BEGIN EXERCISE DATA
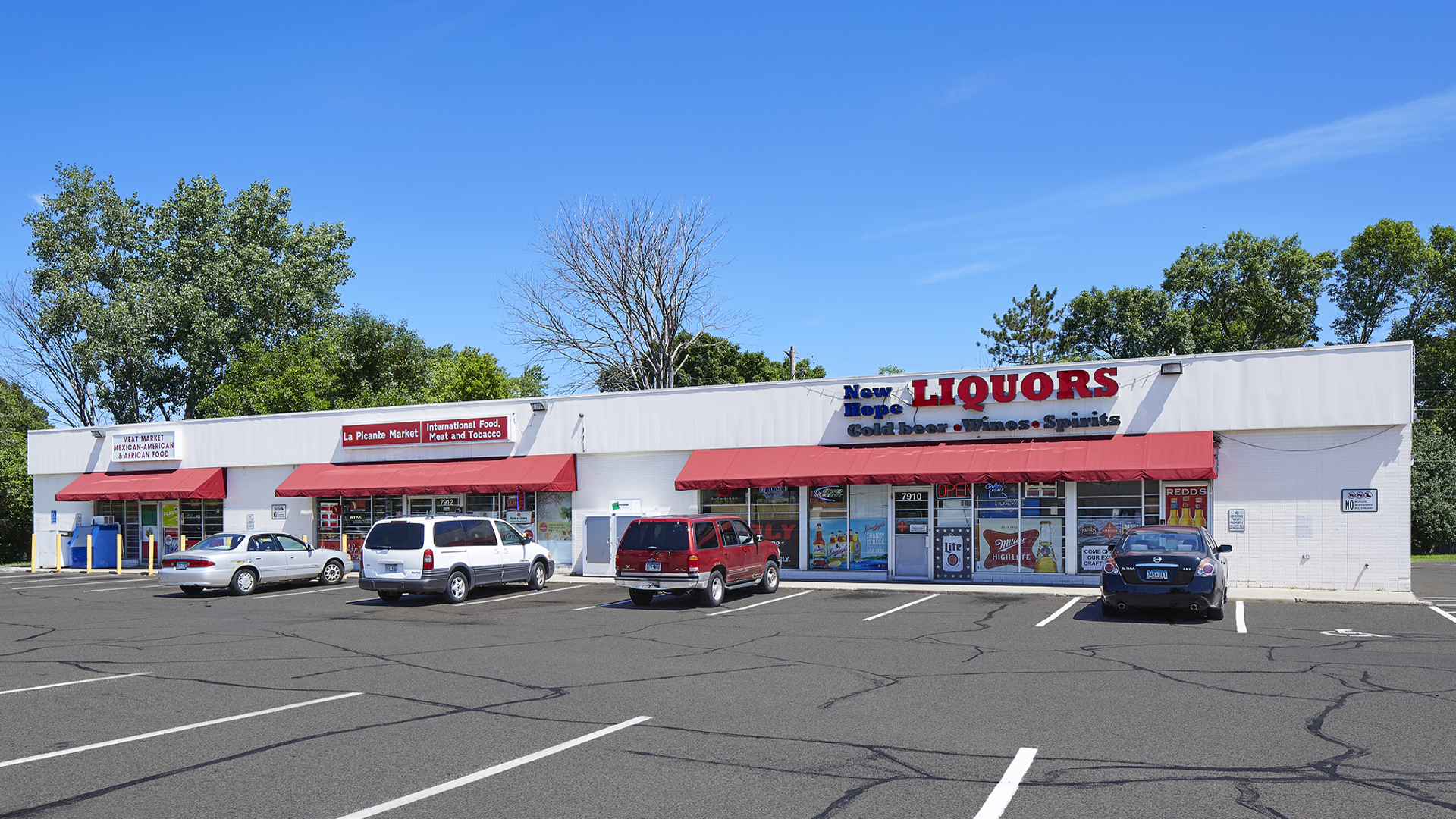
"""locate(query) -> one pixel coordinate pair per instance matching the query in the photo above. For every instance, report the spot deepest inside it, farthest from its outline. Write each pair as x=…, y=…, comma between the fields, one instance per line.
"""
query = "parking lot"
x=127, y=698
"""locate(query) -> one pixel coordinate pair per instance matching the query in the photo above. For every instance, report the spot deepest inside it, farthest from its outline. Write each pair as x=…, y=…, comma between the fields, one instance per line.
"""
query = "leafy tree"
x=18, y=416
x=717, y=360
x=1025, y=333
x=1250, y=293
x=1381, y=271
x=468, y=375
x=1123, y=322
x=143, y=306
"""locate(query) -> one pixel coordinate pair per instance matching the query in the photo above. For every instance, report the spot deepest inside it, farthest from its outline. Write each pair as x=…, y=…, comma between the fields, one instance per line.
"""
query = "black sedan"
x=1172, y=567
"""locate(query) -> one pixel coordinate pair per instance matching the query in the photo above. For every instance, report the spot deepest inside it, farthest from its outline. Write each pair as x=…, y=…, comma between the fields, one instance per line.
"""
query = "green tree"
x=1027, y=333
x=1250, y=293
x=1381, y=271
x=468, y=375
x=153, y=302
x=18, y=416
x=1123, y=322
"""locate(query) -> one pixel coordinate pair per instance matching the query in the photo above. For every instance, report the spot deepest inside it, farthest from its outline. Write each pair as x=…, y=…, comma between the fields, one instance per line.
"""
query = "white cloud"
x=1392, y=129
x=957, y=273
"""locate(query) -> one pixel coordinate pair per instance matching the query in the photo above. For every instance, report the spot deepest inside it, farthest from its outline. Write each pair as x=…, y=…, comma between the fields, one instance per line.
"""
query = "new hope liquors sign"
x=450, y=430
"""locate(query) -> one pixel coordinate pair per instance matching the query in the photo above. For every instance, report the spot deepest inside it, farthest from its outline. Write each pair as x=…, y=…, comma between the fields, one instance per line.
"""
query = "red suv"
x=707, y=553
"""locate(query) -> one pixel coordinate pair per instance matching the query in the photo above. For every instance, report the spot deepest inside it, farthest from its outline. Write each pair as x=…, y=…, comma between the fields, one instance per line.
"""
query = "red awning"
x=147, y=485
x=520, y=474
x=1168, y=457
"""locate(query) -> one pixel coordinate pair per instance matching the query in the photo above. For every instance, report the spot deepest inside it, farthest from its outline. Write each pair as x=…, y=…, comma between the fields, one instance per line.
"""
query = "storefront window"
x=777, y=521
x=829, y=528
x=1106, y=512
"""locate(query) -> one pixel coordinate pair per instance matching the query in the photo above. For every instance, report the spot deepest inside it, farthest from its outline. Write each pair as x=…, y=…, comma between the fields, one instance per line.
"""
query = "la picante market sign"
x=886, y=417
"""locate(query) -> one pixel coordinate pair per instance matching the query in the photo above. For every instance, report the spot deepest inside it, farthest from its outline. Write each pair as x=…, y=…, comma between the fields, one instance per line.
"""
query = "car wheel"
x=770, y=577
x=243, y=583
x=538, y=577
x=712, y=596
x=456, y=588
x=332, y=573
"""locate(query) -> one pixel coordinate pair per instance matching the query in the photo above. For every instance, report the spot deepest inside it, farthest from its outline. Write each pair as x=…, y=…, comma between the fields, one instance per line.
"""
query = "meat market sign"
x=414, y=433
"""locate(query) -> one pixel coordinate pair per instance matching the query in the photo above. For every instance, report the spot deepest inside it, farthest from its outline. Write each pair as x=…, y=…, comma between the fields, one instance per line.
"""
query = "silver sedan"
x=240, y=561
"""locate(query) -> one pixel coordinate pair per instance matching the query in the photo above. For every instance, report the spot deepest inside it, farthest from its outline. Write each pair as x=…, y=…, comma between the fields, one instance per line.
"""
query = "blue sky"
x=890, y=175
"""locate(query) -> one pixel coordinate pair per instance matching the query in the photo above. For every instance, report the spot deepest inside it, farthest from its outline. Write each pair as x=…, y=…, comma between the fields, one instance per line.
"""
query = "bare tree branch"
x=625, y=293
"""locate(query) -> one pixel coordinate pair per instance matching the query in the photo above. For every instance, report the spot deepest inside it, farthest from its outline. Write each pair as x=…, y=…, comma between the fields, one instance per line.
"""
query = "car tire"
x=538, y=577
x=245, y=582
x=712, y=596
x=770, y=577
x=456, y=588
x=332, y=573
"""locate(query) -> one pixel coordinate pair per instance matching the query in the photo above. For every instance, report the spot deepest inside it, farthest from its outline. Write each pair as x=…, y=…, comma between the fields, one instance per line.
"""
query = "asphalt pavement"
x=804, y=703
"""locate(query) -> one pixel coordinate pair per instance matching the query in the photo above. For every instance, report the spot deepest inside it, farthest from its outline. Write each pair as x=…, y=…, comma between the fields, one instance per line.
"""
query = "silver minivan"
x=449, y=556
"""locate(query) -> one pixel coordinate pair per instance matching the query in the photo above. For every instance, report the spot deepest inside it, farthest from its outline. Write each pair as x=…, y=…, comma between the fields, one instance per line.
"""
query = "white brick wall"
x=1279, y=477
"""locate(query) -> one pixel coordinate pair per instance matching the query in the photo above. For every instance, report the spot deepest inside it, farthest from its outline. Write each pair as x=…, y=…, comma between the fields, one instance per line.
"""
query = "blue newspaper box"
x=104, y=545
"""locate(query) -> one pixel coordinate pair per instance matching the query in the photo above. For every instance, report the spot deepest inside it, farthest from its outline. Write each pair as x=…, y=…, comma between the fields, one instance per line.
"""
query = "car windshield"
x=663, y=535
x=1163, y=542
x=218, y=542
x=397, y=535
END EXERCISE DATA
Print the listing exactly, minus its pictures.

» **YOUR RESPONSE**:
"""locate(query) -> one pixel coordinate pair per instance matching the query in the photo above. For every instance, report the spot deepest inside it, farthest from its outline. Write each pair as x=…, y=…, comma between the fields, one instance per line.
"""
query = "parking lot"
x=127, y=698
"""locate(query) -> one pixel coordinate pair per instance matching the query in the photo above. For every instance, report the spot deepest inside it, farthest from its outline. Write each pair as x=…, y=…, comma between the fields, one instance per line.
"""
query = "leafy tree"
x=18, y=416
x=717, y=360
x=1025, y=333
x=1250, y=293
x=1381, y=271
x=468, y=375
x=1123, y=322
x=143, y=306
"""locate(query) -> one pixel coordinate pair per instance matching the query in the photo above. For every instance, report the spot deepest inside it, farthest from its outline. Write each pair as x=…, y=…, comma between the fields, one instance per line.
"""
query = "black sedan"
x=1172, y=567
"""locate(query) -> one pixel coordinate pair per instance matching the query in the photo above. For every instance, report the spot deepest inside it, farthest from its outline. Write each pair as x=…, y=…, comma between the fields, one instance per line.
"""
query = "green tree"
x=1027, y=333
x=1250, y=293
x=1381, y=271
x=468, y=375
x=153, y=302
x=18, y=416
x=1123, y=322
"""locate(query) -> one pixel coordinate pair per instance matching the query in the photo above. For every instance, report the spot deepest inside it, farthest from its outline. Write each pair as x=…, y=…, comma between the fields, one instance per line.
"""
query = "white cloud"
x=1392, y=129
x=957, y=273
"""locate(query) -> one pixel coordinate pair per instance matching the query in the photo above. For every instance, report the spot deepest inside it, farthest from its outline. Write each pair as x=…, y=…, comma between the fields, one instance per line.
"""
query = "new hope liquors sign"
x=450, y=430
"""locate(query) -> one pixel coordinate pair per instance matching the query in the photo above. For every instance, report the spot deepest inside it, farthest from its outline. Write each pair as x=…, y=…, comma between the fields, one instance per line.
"""
query = "red suv"
x=707, y=553
"""locate(query) -> one pixel coordinate pair per instance matching the query in the photo above. For every instance, report the spot deepest inside it, farthest from its outline. Write each pair as x=…, y=…, comma between the fields, one instance per line.
"""
query = "red awning"
x=147, y=485
x=520, y=474
x=1168, y=457
"""locate(query) -> one pixel coordinate pair per instance matching the query in the photo above. For every instance, report the spot deepest inside it, farthest from its outline. Write each pair as x=…, y=…, comma between the fields, one instance per line.
"""
query = "storefront window"
x=777, y=521
x=829, y=528
x=1106, y=512
"""locate(query) -> one pixel coordinate pair per instance matching the query in the photo above. For every instance, report the spot deepest inside it, farthest from its outline. Write each pair as x=…, y=…, comma between the fields, one instance per line.
"""
query = "la picante market sign"
x=886, y=417
"""locate(query) -> one pixel coordinate pair per instance matching the query in the photo above. For every instance, report the spot deepest inside it, farthest from its outline. Write each pair as x=…, y=…, comma between the fields, one instance per line.
"""
query = "car wheel"
x=770, y=577
x=243, y=583
x=538, y=577
x=712, y=596
x=456, y=588
x=332, y=573
"""locate(query) -> one pixel coordinate pair per instance matching the query in the photo above. For every instance, report the spot deepest inside it, farthest from its outline. Write each pair as x=…, y=…, comma between the fields, one instance per line.
"""
query = "meat market sign"
x=414, y=433
"""locate(query) -> one pixel coordinate pair per instance matching the query in the photo above. For every instance, report the spot deepest inside it, farthest from its outline. Write each pair as x=…, y=…, comma between the fields, one instance per line.
"""
query = "silver sedan"
x=240, y=561
"""locate(query) -> one pixel coordinate pair per instance matching the query in the photo above. For every instance, report the spot deepest inside it, farthest from its outline. Write each pair as x=…, y=…, comma between the fields, one instance per line.
"""
query = "blue sky"
x=890, y=175
"""locate(query) -> one pixel coordinate pair per instance matching the query in the photo above. For every instance, report the spot deepest inside it, farthest from its outline. Write each pair as x=…, y=…, comma between the fields, one instance per line.
"""
query = "bare tree branch"
x=625, y=293
"""locate(query) -> one pixel coordinate pair per instance matching the query in the photo above. For every instance, report the spot deepest inside it, farthest from its outline. Write each pair as x=…, y=…, comma between the fields, one instance per line.
"""
query = "car tire"
x=538, y=577
x=245, y=582
x=712, y=596
x=770, y=577
x=456, y=588
x=332, y=573
"""locate(query) -> one pixel coordinate pair per instance matching the query in the photo above. For every instance, report the spot deepest inside it, farthest from its outline. Write each pair as x=…, y=…, comma between the fields, one instance per line.
"""
query = "asphalt pavement"
x=804, y=703
"""locate(query) -> one pixel coordinate pair per instance matching the query in the photo above. For every instance, report the spot deepest inside it, farthest from its outline. Write each pair as x=…, y=…, comma between the fields, one instance per line.
"""
query = "silver minivan"
x=449, y=556
"""locate(query) -> one pixel coordinate pair per instance matching the query in the photo above. For every instance, report the spot deepest inside it, farthest from its outline. Write each pair as x=…, y=…, comma between the fields, one instance per line.
"""
query = "white brick wall"
x=1279, y=477
"""locate(query) -> one pixel coordinate pair per instance matching the query in the photo above. For every instance, report the spot deepest inside it, farthest from its outline. Write each pair as x=…, y=…, comma between the fields, one instance per line.
"""
query = "blue newspaper box"
x=104, y=545
"""locate(query) -> one pixel coordinate pair per instance matching the query in the photo above. For every instance, report the spot deepest inside it, farthest from its outline. Write each pair as x=…, y=…, comma between the fields, one instance per line.
"""
query = "car windshield"
x=663, y=535
x=1163, y=542
x=218, y=542
x=397, y=535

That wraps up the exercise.